* _Document excerpt_
----------
In a moving coil galvanometer, the current sensitivity increases by `30%` .
When the coil resistance is doubled, calculate the percentage change in its voltage sensitivity.

To solve the problem, we need to analyze the relationship between current sensitivity (I_s), voltage sensitivity (V_s), and resistance (R) in a moving coil galvanometer. ### Step-by-step Solution: 1. **Understand the Definitions:** - Current sensitivity (I_s) is defined as the deflection per unit current. - Voltage sensitivity (V_s) is defined as the deflection per unit voltage. 2. **Relate Current and Voltage Sensitivity:** - The relationship between current sensitivity and voltage sensitivity can be expressed as: \[ V_s = \frac{I_s}{R} \] where R is the resistance of the coil. 3. **Initial Conditions:** - Let the initial current sensitivity be \( I_s \). - The initial voltage sensitivity is given by: \[ V_s = \frac{I_s}{R} \] 4. **Change in Current Sensitivity:** - The problem states that the current sensitivity increases by 30%. Therefore, the new current sensitivity \( I_s' \) is: \[ I_s' = 1.3 I_s \] 5. **Change in Resistance:** - The resistance of the coil is doubled, so the new resistance \( R' \) is: \[ R' = 2R \] 6. **Calculate New Voltage Sensitivity:** - The new voltage sensitivity \( V_s' \) can be calculated using the new current sensitivity and the new resistance: \[ V_s' = \frac{I_s'}{R'} = \frac{1.3 I_s}{2R} = \frac{1.3}{2} \cdot \frac{I_s}{R} = 0.65 V_s \] 7. **Determine the Percentage Change in Voltage Sensitivity:** - The percentage change in voltage sensitivity can be calculated as: \[ \text{Percentage Change} = \frac{V_s' - V_s}{V_s} \times 100\% \] - Substituting \( V_s' \): \[ \text{Percentage Change} = \frac{0.65 V_s - V_s}{V_s} \times 100\% = \frac{-0.35 V_s}{V_s} \times 100\% = -35\% \] 8. **Conclusion:** - The voltage sensitivity decreases by 35%. ### Final Answer: The percentage change in voltage sensitivity is a decrease of **35%**. ---
----------
* _Items_
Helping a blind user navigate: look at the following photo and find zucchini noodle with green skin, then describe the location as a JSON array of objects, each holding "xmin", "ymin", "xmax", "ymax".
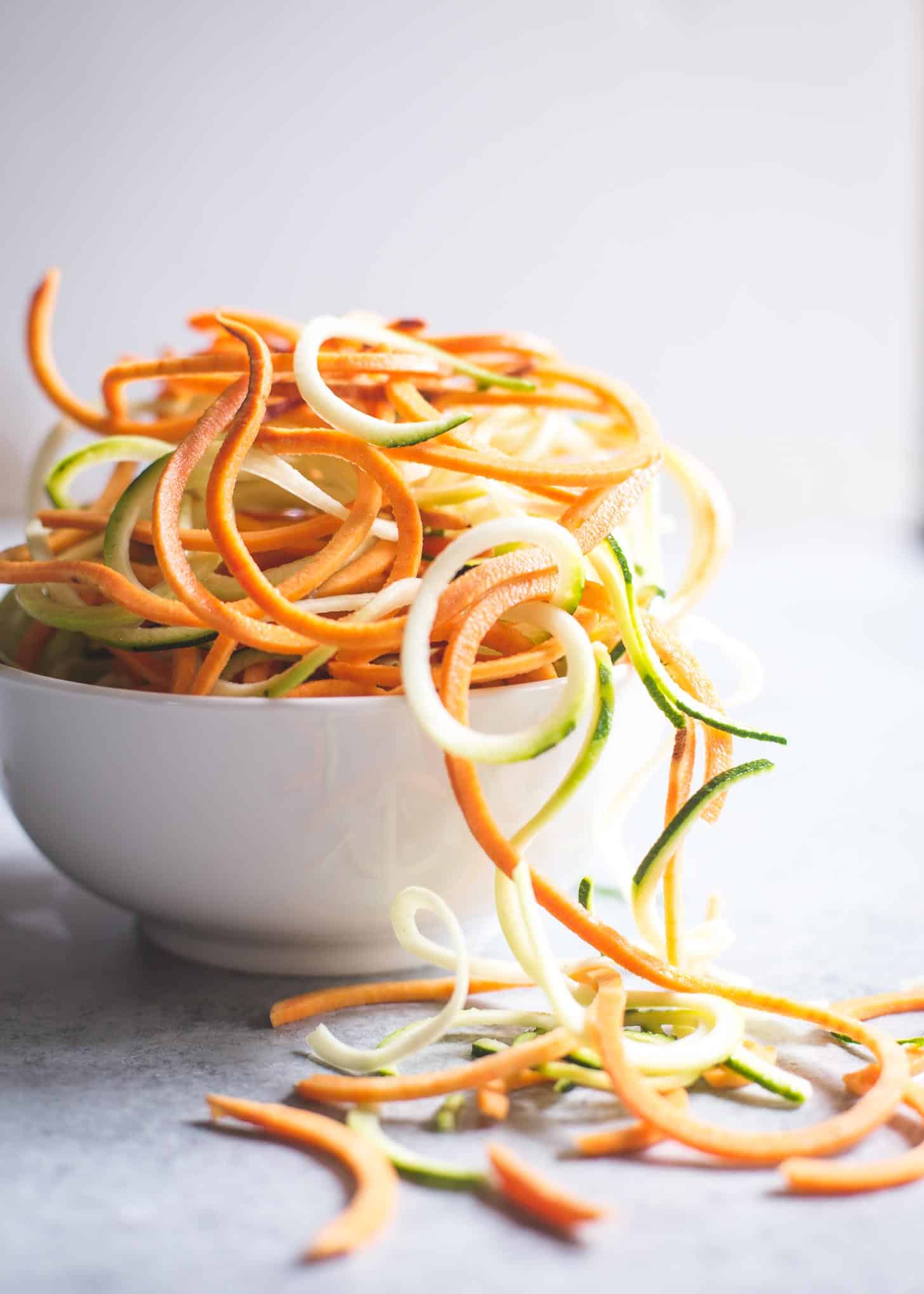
[{"xmin": 11, "ymin": 274, "xmax": 920, "ymax": 1242}]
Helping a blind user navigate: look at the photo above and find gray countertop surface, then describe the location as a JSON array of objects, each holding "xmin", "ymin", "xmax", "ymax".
[{"xmin": 0, "ymin": 520, "xmax": 924, "ymax": 1294}]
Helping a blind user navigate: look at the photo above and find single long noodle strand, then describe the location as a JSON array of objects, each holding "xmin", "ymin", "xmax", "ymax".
[{"xmin": 206, "ymin": 1096, "xmax": 397, "ymax": 1258}]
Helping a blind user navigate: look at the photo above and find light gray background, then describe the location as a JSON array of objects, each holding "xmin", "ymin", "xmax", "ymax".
[
  {"xmin": 0, "ymin": 0, "xmax": 924, "ymax": 1294},
  {"xmin": 0, "ymin": 0, "xmax": 918, "ymax": 524}
]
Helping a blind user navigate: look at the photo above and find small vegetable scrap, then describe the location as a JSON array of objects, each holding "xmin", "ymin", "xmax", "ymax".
[{"xmin": 0, "ymin": 273, "xmax": 924, "ymax": 1258}]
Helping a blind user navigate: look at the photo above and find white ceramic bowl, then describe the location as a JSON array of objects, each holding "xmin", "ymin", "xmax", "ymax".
[{"xmin": 0, "ymin": 667, "xmax": 660, "ymax": 975}]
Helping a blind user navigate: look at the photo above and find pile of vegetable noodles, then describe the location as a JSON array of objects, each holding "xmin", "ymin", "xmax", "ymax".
[{"xmin": 0, "ymin": 274, "xmax": 924, "ymax": 1255}]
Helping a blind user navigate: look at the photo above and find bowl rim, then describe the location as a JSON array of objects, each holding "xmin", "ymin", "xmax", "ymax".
[{"xmin": 0, "ymin": 661, "xmax": 579, "ymax": 713}]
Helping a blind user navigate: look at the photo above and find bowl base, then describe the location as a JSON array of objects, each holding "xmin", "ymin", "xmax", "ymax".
[{"xmin": 140, "ymin": 917, "xmax": 421, "ymax": 976}]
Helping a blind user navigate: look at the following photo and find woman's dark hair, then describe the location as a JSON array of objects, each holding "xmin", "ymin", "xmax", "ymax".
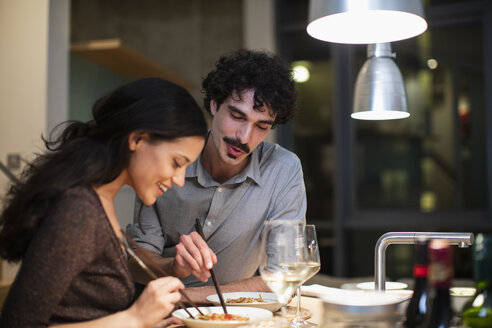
[
  {"xmin": 202, "ymin": 49, "xmax": 297, "ymax": 125},
  {"xmin": 0, "ymin": 78, "xmax": 207, "ymax": 261}
]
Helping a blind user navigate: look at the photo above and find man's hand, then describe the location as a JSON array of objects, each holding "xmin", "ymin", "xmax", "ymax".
[{"xmin": 173, "ymin": 231, "xmax": 217, "ymax": 282}]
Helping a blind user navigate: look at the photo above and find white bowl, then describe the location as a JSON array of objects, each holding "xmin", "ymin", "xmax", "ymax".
[
  {"xmin": 321, "ymin": 290, "xmax": 409, "ymax": 327},
  {"xmin": 172, "ymin": 306, "xmax": 273, "ymax": 328},
  {"xmin": 449, "ymin": 287, "xmax": 475, "ymax": 313},
  {"xmin": 356, "ymin": 281, "xmax": 408, "ymax": 290},
  {"xmin": 207, "ymin": 292, "xmax": 282, "ymax": 312}
]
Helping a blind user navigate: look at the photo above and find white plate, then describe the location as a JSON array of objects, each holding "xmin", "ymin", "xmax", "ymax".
[
  {"xmin": 172, "ymin": 306, "xmax": 273, "ymax": 328},
  {"xmin": 356, "ymin": 281, "xmax": 408, "ymax": 290},
  {"xmin": 207, "ymin": 292, "xmax": 282, "ymax": 312}
]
----------
* _List of tasks_
(a) Answer these questions from the galvanometer solution, one line each:
(i) By what percentage does the current sensitivity increase?
(ii) How does the galvanometer solution define voltage sensitivity?
(iii) What is the new voltage sensitivity in terms of the original voltage sensitivity?
(b) From the galvanometer solution, extract the passage that starts with the words "In a moving coil galvanometer, the" and ends after the words "its voltage sensitivity.". Copy it unchanged.

* _Response list_
(a)
(i) 30%
(ii) Deflection per unit voltage
(iii) 0.65 V_s

(b)
In a moving coil galvanometer, the current sensitivity increases by `30%` .
When the coil resistance is doubled, calculate the percentage change in its voltage sensitivity.